Methods for Loading Data
After a table is created, you can load data into it. Available methods are:
• COPY statement
• vwload utility
• COPY VWLOAD
• Spark SQL through the Spark-Vector Connector
Load Data with COPY Statement
The following COPY FROM example loads the lineitem.tbl text file into the lineitem table. It is assumed this file is available in the local directory.
To load the data into the lineitem table using COPY FROM
Type the following SQL statements at the Terminal Monitor prompt:
COPY TABLE lineitem (
l_orderkey = 'c0|',
l_partkey = 'c0|',
l_suppkey = 'c0|',
l_linenumber = 'c0|',
l_quantity = 'c0|',
l_extendedprice = 'c0|',
l_discount = 'c0|',
l_tax = 'c0|',
l_returnflag = 'c0|',
l_linestatus = 'c0|',
l_shipdate = 'c0|',
l_commitdate = 'c0|',
l_receiptdate = 'c0|',
l_shipinstruct = 'c0|',
l_shipmode = 'c0|',
l_comment = 'c0nl'
) FROM 'lineitem.tbl' \g
For details on the COPY statement, see the Vector SQL Language Guide.

• Short problem A:
In the passage on loading data, shorten the paragraph beginning "The following COPY FROM example" into a single sentence that keeps its main facts.
• Short problem B:
Extend the passage on loading data beyond its last sentence, keeping the same style.
The lines placed after the passage on loading data play no part in this exercise.

• Stored rows:
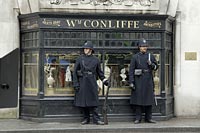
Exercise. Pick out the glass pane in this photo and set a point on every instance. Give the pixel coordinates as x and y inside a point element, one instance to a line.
<point>168,73</point>
<point>157,76</point>
<point>119,63</point>
<point>58,74</point>
<point>30,74</point>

• Response A:
This COPY FROM example loads the lineitem.tbl text file, assumed to be in the local directory, into the lineitem table.

• Response B:
Load Data with vwload Utility
The vwload command can be used to load data into a Vector table. It is less flexible but easier to use than COPY and often faster. You can also use vwload to load data in parallel into a single table to further speed up data loads.
For example, the following command loads the data in the lineitem.txt file into the lineitem table of the dbt3 database. In the lineitem table, fields are delimited by | and records are delimited by a new line (\n).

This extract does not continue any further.